対象文章:
§
孔子の言葉、孔子と弟子とのやり取りを500章句集めて1冊にまとめた「論語」。江戸時代に寺子屋や藩校で盛んに読まれ、大きな声で元気に繰り返し読んでいくうちに、名文、名句が体と心に沁み込んでいく。そうした「寺子屋方式」の学習方法が、現在では見直されてきています。実業家・渋沢栄一氏や湯川秀樹博士をはじめ、多くの実業家や学者、政治家、作家なども影響を受けた論語は、実は、私たち日本人にはとても身近な書物です。

今回は、道徳評論家・安岡定子先生が弊社ビジネスコンサルタントでの勉強会のためにピックアップしてくださった章句から、特にリーダーの要諦を考える際に参考となる3つの章句をご紹介します。
論語は、孔子が亡くなった後に弟子たちが編纂したので、文頭にはすべて「子曰く」がついていますが、孔子の言葉を味わうためにあえて「子曰く」をはずしています。

【前回の記事】安岡定子先生に訊く リーダーなら知っておきたい論語のエッセンス

論語を代表する章句、「故を温ねて新しきを知れば、以って師と為るべし」

論語の中でも一番有名な章句でしょう。加えて、安岡先生によると、これが孔子の考え方を最も良く表している章句だというのです。定番の訳は、「先人たちの生き方・考え方に学びましょう、それを現在の私たちに生かしましょう」です。安岡先生はもう少し深い解説をしてくださいました。

孔子にとっての「故き」ものとは何でしょうか。孔子が生きた時代よりもずっと前、国が良く治まっていた時代を差します。孔子の若い時の志は、良い国作りをしたい、ということでした。しかし孔子の生きた時代は戦乱の世で、政治も乱れていました。そこで孔子は、古き時代を徹底的に学んだのです。
§
提供資料:
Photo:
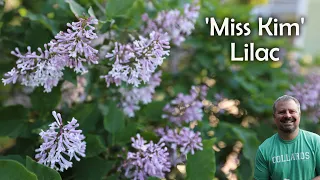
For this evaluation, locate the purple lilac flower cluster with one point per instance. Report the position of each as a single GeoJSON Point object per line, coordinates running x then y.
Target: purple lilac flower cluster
{"type": "Point", "coordinates": [149, 160]}
{"type": "Point", "coordinates": [176, 24]}
{"type": "Point", "coordinates": [308, 94]}
{"type": "Point", "coordinates": [134, 63]}
{"type": "Point", "coordinates": [186, 108]}
{"type": "Point", "coordinates": [68, 49]}
{"type": "Point", "coordinates": [61, 143]}
{"type": "Point", "coordinates": [180, 142]}
{"type": "Point", "coordinates": [130, 99]}
{"type": "Point", "coordinates": [74, 94]}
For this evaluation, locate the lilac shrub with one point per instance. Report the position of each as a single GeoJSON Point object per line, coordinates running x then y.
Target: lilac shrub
{"type": "Point", "coordinates": [68, 49]}
{"type": "Point", "coordinates": [130, 99]}
{"type": "Point", "coordinates": [308, 94]}
{"type": "Point", "coordinates": [61, 143]}
{"type": "Point", "coordinates": [186, 108]}
{"type": "Point", "coordinates": [149, 160]}
{"type": "Point", "coordinates": [180, 143]}
{"type": "Point", "coordinates": [72, 94]}
{"type": "Point", "coordinates": [136, 62]}
{"type": "Point", "coordinates": [176, 24]}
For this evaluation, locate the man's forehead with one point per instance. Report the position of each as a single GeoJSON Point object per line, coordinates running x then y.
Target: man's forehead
{"type": "Point", "coordinates": [286, 104]}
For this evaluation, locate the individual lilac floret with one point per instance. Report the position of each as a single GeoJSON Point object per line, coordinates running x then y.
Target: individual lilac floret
{"type": "Point", "coordinates": [76, 44]}
{"type": "Point", "coordinates": [45, 67]}
{"type": "Point", "coordinates": [134, 63]}
{"type": "Point", "coordinates": [178, 25]}
{"type": "Point", "coordinates": [180, 142]}
{"type": "Point", "coordinates": [130, 99]}
{"type": "Point", "coordinates": [149, 160]}
{"type": "Point", "coordinates": [186, 108]}
{"type": "Point", "coordinates": [61, 143]}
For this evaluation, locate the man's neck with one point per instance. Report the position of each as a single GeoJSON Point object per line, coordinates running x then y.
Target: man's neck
{"type": "Point", "coordinates": [288, 136]}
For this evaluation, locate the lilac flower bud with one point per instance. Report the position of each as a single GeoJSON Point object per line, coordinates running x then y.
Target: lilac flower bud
{"type": "Point", "coordinates": [149, 160]}
{"type": "Point", "coordinates": [136, 62]}
{"type": "Point", "coordinates": [59, 143]}
{"type": "Point", "coordinates": [176, 24]}
{"type": "Point", "coordinates": [185, 108]}
{"type": "Point", "coordinates": [130, 99]}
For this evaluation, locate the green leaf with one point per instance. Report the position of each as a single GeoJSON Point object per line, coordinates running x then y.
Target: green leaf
{"type": "Point", "coordinates": [13, 170]}
{"type": "Point", "coordinates": [76, 8]}
{"type": "Point", "coordinates": [250, 143]}
{"type": "Point", "coordinates": [95, 145]}
{"type": "Point", "coordinates": [42, 172]}
{"type": "Point", "coordinates": [45, 102]}
{"type": "Point", "coordinates": [152, 112]}
{"type": "Point", "coordinates": [202, 165]}
{"type": "Point", "coordinates": [98, 168]}
{"type": "Point", "coordinates": [125, 134]}
{"type": "Point", "coordinates": [114, 120]}
{"type": "Point", "coordinates": [17, 158]}
{"type": "Point", "coordinates": [13, 121]}
{"type": "Point", "coordinates": [87, 115]}
{"type": "Point", "coordinates": [48, 23]}
{"type": "Point", "coordinates": [118, 8]}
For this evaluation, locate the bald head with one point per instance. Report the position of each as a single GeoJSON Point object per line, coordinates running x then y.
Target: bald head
{"type": "Point", "coordinates": [286, 98]}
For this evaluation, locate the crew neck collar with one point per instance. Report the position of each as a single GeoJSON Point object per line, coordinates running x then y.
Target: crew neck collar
{"type": "Point", "coordinates": [290, 141]}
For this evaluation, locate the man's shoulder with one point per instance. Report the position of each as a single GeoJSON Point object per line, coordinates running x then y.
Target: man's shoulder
{"type": "Point", "coordinates": [311, 135]}
{"type": "Point", "coordinates": [268, 142]}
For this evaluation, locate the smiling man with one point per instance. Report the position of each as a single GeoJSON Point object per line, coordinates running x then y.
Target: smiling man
{"type": "Point", "coordinates": [292, 153]}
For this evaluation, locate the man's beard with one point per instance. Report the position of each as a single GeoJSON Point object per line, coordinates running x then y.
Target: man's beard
{"type": "Point", "coordinates": [287, 129]}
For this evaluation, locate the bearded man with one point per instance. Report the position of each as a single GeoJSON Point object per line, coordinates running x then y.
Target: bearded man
{"type": "Point", "coordinates": [292, 153]}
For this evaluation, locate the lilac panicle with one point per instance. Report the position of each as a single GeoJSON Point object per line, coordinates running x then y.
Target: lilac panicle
{"type": "Point", "coordinates": [149, 160]}
{"type": "Point", "coordinates": [186, 139]}
{"type": "Point", "coordinates": [186, 108]}
{"type": "Point", "coordinates": [178, 25]}
{"type": "Point", "coordinates": [308, 94]}
{"type": "Point", "coordinates": [180, 143]}
{"type": "Point", "coordinates": [136, 62]}
{"type": "Point", "coordinates": [45, 67]}
{"type": "Point", "coordinates": [76, 44]}
{"type": "Point", "coordinates": [61, 143]}
{"type": "Point", "coordinates": [130, 99]}
{"type": "Point", "coordinates": [74, 94]}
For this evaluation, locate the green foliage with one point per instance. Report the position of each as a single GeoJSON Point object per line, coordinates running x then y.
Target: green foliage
{"type": "Point", "coordinates": [95, 145]}
{"type": "Point", "coordinates": [83, 169]}
{"type": "Point", "coordinates": [108, 132]}
{"type": "Point", "coordinates": [202, 165]}
{"type": "Point", "coordinates": [118, 8]}
{"type": "Point", "coordinates": [12, 170]}
{"type": "Point", "coordinates": [14, 121]}
{"type": "Point", "coordinates": [42, 172]}
{"type": "Point", "coordinates": [114, 120]}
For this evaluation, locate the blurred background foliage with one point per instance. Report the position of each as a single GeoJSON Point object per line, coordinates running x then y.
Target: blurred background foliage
{"type": "Point", "coordinates": [239, 122]}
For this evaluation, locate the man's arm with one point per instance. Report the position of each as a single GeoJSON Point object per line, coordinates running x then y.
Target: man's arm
{"type": "Point", "coordinates": [261, 171]}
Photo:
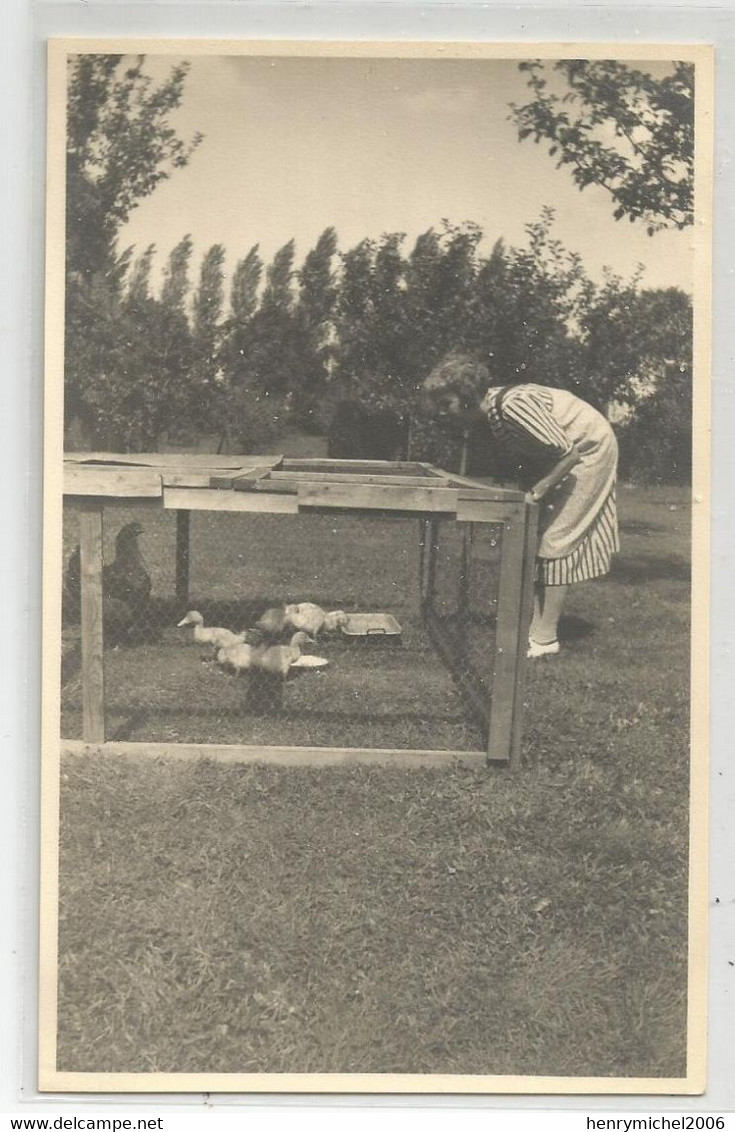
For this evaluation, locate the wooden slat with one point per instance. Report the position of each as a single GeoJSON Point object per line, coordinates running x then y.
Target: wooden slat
{"type": "Point", "coordinates": [524, 623]}
{"type": "Point", "coordinates": [187, 461]}
{"type": "Point", "coordinates": [97, 480]}
{"type": "Point", "coordinates": [487, 511]}
{"type": "Point", "coordinates": [203, 477]}
{"type": "Point", "coordinates": [403, 481]}
{"type": "Point", "coordinates": [92, 628]}
{"type": "Point", "coordinates": [280, 756]}
{"type": "Point", "coordinates": [374, 497]}
{"type": "Point", "coordinates": [248, 480]}
{"type": "Point", "coordinates": [182, 525]}
{"type": "Point", "coordinates": [512, 495]}
{"type": "Point", "coordinates": [506, 642]}
{"type": "Point", "coordinates": [316, 464]}
{"type": "Point", "coordinates": [206, 499]}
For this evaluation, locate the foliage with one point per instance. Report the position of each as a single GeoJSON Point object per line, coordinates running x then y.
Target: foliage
{"type": "Point", "coordinates": [120, 145]}
{"type": "Point", "coordinates": [314, 312]}
{"type": "Point", "coordinates": [622, 129]}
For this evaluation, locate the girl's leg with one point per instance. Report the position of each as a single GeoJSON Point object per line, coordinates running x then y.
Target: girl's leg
{"type": "Point", "coordinates": [548, 602]}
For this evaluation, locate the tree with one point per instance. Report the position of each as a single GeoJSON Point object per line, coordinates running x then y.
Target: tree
{"type": "Point", "coordinates": [620, 128]}
{"type": "Point", "coordinates": [162, 354]}
{"type": "Point", "coordinates": [120, 145]}
{"type": "Point", "coordinates": [206, 336]}
{"type": "Point", "coordinates": [314, 323]}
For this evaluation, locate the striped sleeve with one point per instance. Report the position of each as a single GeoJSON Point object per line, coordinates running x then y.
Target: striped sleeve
{"type": "Point", "coordinates": [527, 416]}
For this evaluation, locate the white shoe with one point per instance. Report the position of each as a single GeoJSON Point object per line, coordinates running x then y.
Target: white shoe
{"type": "Point", "coordinates": [535, 649]}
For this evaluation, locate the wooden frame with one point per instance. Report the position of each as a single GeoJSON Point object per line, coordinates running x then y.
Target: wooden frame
{"type": "Point", "coordinates": [275, 486]}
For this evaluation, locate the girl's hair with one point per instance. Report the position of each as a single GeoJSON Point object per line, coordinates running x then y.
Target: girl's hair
{"type": "Point", "coordinates": [462, 375]}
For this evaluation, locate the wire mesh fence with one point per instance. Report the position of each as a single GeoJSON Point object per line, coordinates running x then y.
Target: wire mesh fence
{"type": "Point", "coordinates": [313, 629]}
§
依頼内容:
(a) 論語に関する文章にある「しかし孔子の生きた時代は戦乱の世で、政治も乱れていました。」という一文を英語に訳してください。
(b) 論語に関する文章を、最後の文に続けて書き継いでください。
提供資料は、論語に関する文章とは別個の資料です。

依頼への回答:
(a) However, the era in which Confucius lived was an age of war and turmoil, and politics was in disarray as well.

(b)
現代はどうでしょうか。江戸時代、明治時代と比較すると、物質的には著しく発展しました。しかし、人間力はそれと同程度に発展したでしょうか。むしろ人間力は劣化している部分もあると感じる方も少なくないでしょう。

物質的な発展と人間力の向上は比例していないと気がついた孔子は、国が良く収まっていた時代のリーダーと、今の戦乱の世のリーダーとの違いは何かを学びます。過去を学んだことで、理想とする人間像が見えてきた。そして、人材育成こそが国作りの基本であるという確信を得たのです。このことを、これから国作りに携わる人たちに伝えなくてはいけない、そもそもその若い人たちを良き人物に育てなくてはいけない。だからこそ弟子たちに「君たちは徳を身に着けて現場に出なくてはダメですよ」と説いていました。

現代のリーダーに置き換えて考えると、新しいことに取り組みたかったら、まず経験者の話を聞く、資料を見るなど、いきなり初めてのことに手をつけないで、準備しておきましょうというのが、この章句の本来の意味であり、孔子は、それができる人は素晴らしいと言っています

そしてもう一つ大事なポイントとしては、「故き」ものには、自分の過去も含まれるのだということ。昨日の自分、去年の自分は故きものと捉えてみると、どんなことが考えられるでしょうか?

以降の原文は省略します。